In one example, the tensioning system is an independent unit attached near the front of the (used) hub. The tensioning system comprises a separate system for powering the linear actuators, such as a separate hydraulic system or a separate electrical system. In this way, no rearrangement or reconnections in the hub will be required and wind turbine down time for the repowering may be reduced. Yet, some strengthening of parts of the hub may be required to allow for the attachment of the independent tensioning unit to the hub, but such strengthening may typically be prepared without breaking and reconnecting electrical and/or hydraulic connections in the (used) hub.

In another example, the tensioning system comprises a system for powering the linear actuators which is integrated with a blade pitch system of the hub by a shared system for powering the linear actuators. Such integration may for example be by sharing (part of) a hydraulic system or (part of) an electrical system used for pitching.

In one example, the method may comprise deinstall the hub from nacelle, install the tensioning system with the hub away from the nacelle and install the hub with tensioning system to the nacelle. This may be a preferred method if the tensioning system is to some degree integrated into the hub, such as for example, hydraulic containers are installed in the hub, or a common electrical system or hydraulic pump is used for the pitch and the tensioning system.

In one example, other components of the used wind turbine are serviced or replaced during repowering of the wind turbine. For example, a component of the wind turbine that is replaced may be selected from a group of main bearing, a gearbox, a generator, a blade bearing, a pitch system component, a yaw system component, a main shaft, and a base frame. In some cases, replacement or strengthening of components may allow for higher production or rating of the wind turbine. For example, the main bearing may require strengthening, gearbox may be adjusted for different rotational speed or torque, the generator may be upgraded to increase power production.

The repower blades may be at least 15% longer than the used blades and preferably the repower blades may be at least 20% longer than the used blade. In some case - particularly when one or more other components of the wind turbine is reinforced, such as the pitch system - the repower blades may be at least 25% longer than the used blades and preferably the repower blades may be at least 30% longer than the used blade. It is preferred that the repower blades are at most 35% longer than the used blades and preferably the repower blades are at most 25% longer than the used blade.

In another aspect of the invention concerns a method of operating a wind turbine repowered according to another aspect of the invention. In one example, the maximum tip speed during operation of the wind turbine generator with used blades is the same as the maximum tip speed during operation of the wind turbine generator with the repower blades. The maximum rotational speed may be adjusted as follows:

Where co _M ax Repowered is the maximum rotational speed and Rotor diameter is the diameter of the rotor, i.e. (2x R + hub diameter). This allows for reuse of the same generator and (optional) gearbox where the longer blade length allows for earlier reaching of the maximum power. This is particularly relevant where the used wind turbine is a medium wind or a high wind turbine positioned at a low or medium wind site. The earlier reaching of maximum power may here allow for more energy production particularly at lower wind speeds where the value of the energy may be higher.

# Recorded data
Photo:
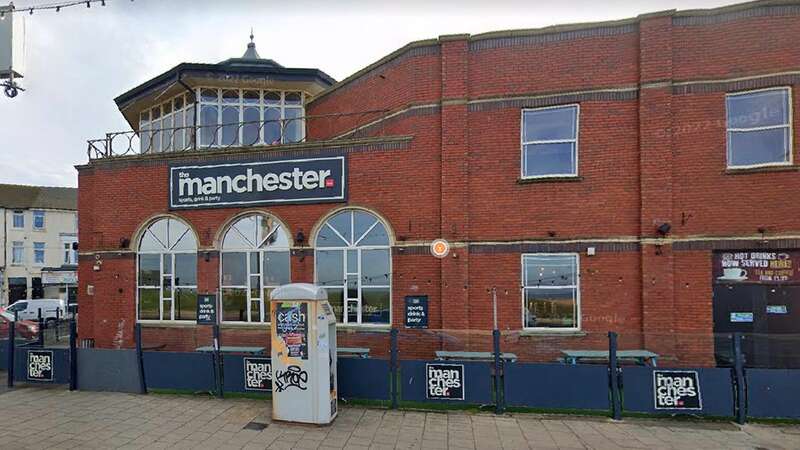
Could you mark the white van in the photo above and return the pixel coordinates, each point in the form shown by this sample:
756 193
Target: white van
29 309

# Instruction A
Repeat the passage of the wind turbine repowering text that begins with the words "Where co _M" and stops after the words "may be higher.".
# Instruction B
Reproduce all of the records that follow the wind turbine repowering text line for line, leaving the pictures out of your answer.
The records are unrelated to the wind turbine repowering text.

# Written solution A
Where co _M ax Repowered is the maximum rotational speed and Rotor diameter is the diameter of the rotor, i.e. (2x R + hub diameter). This allows for reuse of the same generator and (optional) gearbox where the longer blade length allows for earlier reaching of the maximum power. This is particularly relevant where the used wind turbine is a medium wind or a high wind turbine positioned at a low or medium wind site. The earlier reaching of maximum power may here allow for more energy production particularly at lower wind speeds where the value of the energy may be higher.

# Written solution B
Photo:
Could you mark the white van in the photo above and return the pixel coordinates, each point in the form shown by this sample:
756 193
Target: white van
29 309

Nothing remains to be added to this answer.